> _STATED EXERCISE 1_
Reproduce, word for word, every one of the entries that come after the text.

>> BEGIN TEXT EXTRACT

So here's what I'm going to have to do. I'm going to have to propose that we add information density to our list of the fundamental elements of picture-making. You heard it here first.

Well, I'm sure there are lots of things that you could propose adding to the list of elements (although I can't think of any just now). Why is information density special? Why is anything special? Here's my list of qualifiers:

1. Because it's ubiquitous but aesthetically controllable.

2. Because it's useful.

3. Because the list of elements of design is noticeably, functionally incomplete without it.

4. Because artists interact with it in a structurally and cognitively similar manner to their interaction with the other elements of design.

I think we ought to put this to the test by looking at a couple of artists and the role that information density plays in their work.

First, since we're already getting acquainted with him, let's take a closer gander at Andrew Smenos's paintings.

We'll go back to the first one we looked at, Don't Be Such a Villain.


This seems as good a place as any to offer a rigorous definition of information density:

Information density is the number of visually distinguishable regions per unit of area.

[Aside to any information theorists in the room: I'm pretty sure I'm not using the term "information" in any Shannon-derived sense. What I mean by visual information is "visually discrete homogeneous region." For instance, the following items, in this poorly-thought-through and ill-defined system, would be considered single items of visual information:
  • a single white pixel
  • a circle filled with a uniform pale blue
  • an entire computer monitor showing nothing but white
  • a straight black line
  • a curved black line without inflection points
The following items would be considered two items of visual information:
  • a computer monitor showing nothing but white, except for a single black pixel
  • a white pixel beside a red pixel
  • a curved line with a single inflection point]
Back to the point. In Andrew's painting, the figure has high information density, the dolls have low information density, and the background has an information density of 1 - that is, the information content of mere existence.

If only we had some kind of information densitometer to test whether this intuitively clear classification is empirically valid! Wait a minute, we totally do. Well, a rough one anyway. You ever notice how different jpeg files of equal pixel count are unequal in file size? That's a function of information density. The jpeg compression system, like all lossy compression systems, doesn't store all the information in the source data set. If you think of all the information you need to define a pixel of image as having a data value of 1, then the information:pixel-number ratio of a jpeg is less than 1:1. How much less depends on how complicated an image the jpeg is compressing.

>> END TEXT EXTRACT
>> BEGIN RECORDS PROVIDED

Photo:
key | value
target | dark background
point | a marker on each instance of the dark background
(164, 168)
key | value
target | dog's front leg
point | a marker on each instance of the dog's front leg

>> END RECORDS PROVIDED

> _STATED EXERCISE 2_
Answer from the essay on information density above:
(a) How does the essay define information density?
(b) What is the title of the first Andrew Smenos painting the essay returns to?
(c) What information density does the essay give for the background of that painting?

> _TASK ANSWER 1_
Photo:
key | value
target | dark background
point | a marker on each instance of the dark background
(164, 168)
key | value
target | dog's front leg
point | a marker on each instance of the dog's front leg

> _TASK ANSWER 2_
(a) The number of visually distinguishable regions per unit of area.
(b) Don't Be Such a Villain.
(c) An information density of 1.